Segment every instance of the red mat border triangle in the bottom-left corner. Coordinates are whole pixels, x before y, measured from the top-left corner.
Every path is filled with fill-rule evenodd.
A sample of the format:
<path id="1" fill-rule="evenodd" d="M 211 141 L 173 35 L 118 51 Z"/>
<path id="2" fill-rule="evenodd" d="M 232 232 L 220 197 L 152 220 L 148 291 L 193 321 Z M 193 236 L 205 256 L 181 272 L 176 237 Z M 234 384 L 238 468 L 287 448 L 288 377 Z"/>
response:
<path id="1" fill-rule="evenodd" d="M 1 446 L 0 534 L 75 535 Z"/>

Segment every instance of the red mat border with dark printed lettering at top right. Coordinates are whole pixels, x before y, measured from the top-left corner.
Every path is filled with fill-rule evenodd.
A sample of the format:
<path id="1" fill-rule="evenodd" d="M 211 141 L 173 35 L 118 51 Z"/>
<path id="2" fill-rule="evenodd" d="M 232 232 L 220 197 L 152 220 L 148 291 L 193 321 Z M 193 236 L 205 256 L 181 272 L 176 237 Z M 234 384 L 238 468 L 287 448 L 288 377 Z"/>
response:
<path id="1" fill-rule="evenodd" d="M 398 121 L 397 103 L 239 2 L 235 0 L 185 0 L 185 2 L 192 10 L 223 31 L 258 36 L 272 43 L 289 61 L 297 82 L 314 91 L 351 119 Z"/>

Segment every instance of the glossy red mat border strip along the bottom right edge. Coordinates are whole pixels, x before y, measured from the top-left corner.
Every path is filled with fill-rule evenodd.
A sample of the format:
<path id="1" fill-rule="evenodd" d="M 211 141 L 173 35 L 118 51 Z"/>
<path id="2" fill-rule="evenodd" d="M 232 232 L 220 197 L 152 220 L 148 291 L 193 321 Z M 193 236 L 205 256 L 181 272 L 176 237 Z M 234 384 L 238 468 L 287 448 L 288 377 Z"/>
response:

⁂

Repeat all of the material above exactly, with no line dropped.

Segment every instance of the red mat border triangle in the bottom-left corner. Coordinates are whole pixels, x before y, measured from the top-left corner.
Every path is filled with fill-rule evenodd.
A sample of the format:
<path id="1" fill-rule="evenodd" d="M 211 141 L 173 35 L 118 51 Z"/>
<path id="2" fill-rule="evenodd" d="M 232 232 L 220 197 L 152 220 L 148 291 L 193 321 Z M 193 236 L 205 256 L 181 272 L 176 237 Z M 234 384 L 238 468 L 287 448 L 288 377 Z"/>
response:
<path id="1" fill-rule="evenodd" d="M 1 446 L 0 534 L 75 535 Z"/>

Segment every instance of the red mat border with dark printed lettering at top right. Coordinates are whole pixels, x before y, measured from the top-left corner.
Every path is filled with fill-rule evenodd.
A sample of the format:
<path id="1" fill-rule="evenodd" d="M 211 141 L 173 35 L 118 51 Z"/>
<path id="2" fill-rule="evenodd" d="M 232 232 L 220 197 L 152 220 L 148 291 L 193 321 Z M 193 236 L 205 256 L 181 272 L 176 237 Z M 234 384 L 238 468 L 287 448 L 288 377 Z"/>
response:
<path id="1" fill-rule="evenodd" d="M 398 121 L 397 103 L 239 2 L 235 0 L 185 0 L 185 2 L 192 10 L 223 31 L 258 36 L 272 43 L 289 61 L 297 82 L 314 91 L 351 119 Z"/>

Segment every instance of the glossy red mat border strip along the bottom right edge. Coordinates are whole pixels, x before y, measured from the top-left corner.
Every path is filled with fill-rule evenodd.
A sample of the format:
<path id="1" fill-rule="evenodd" d="M 211 141 L 173 35 L 118 51 Z"/>
<path id="2" fill-rule="evenodd" d="M 232 232 L 220 197 L 152 220 L 148 291 L 193 321 Z M 193 236 L 205 256 L 181 272 L 176 237 Z M 234 384 L 238 468 L 287 448 L 288 377 Z"/>
response:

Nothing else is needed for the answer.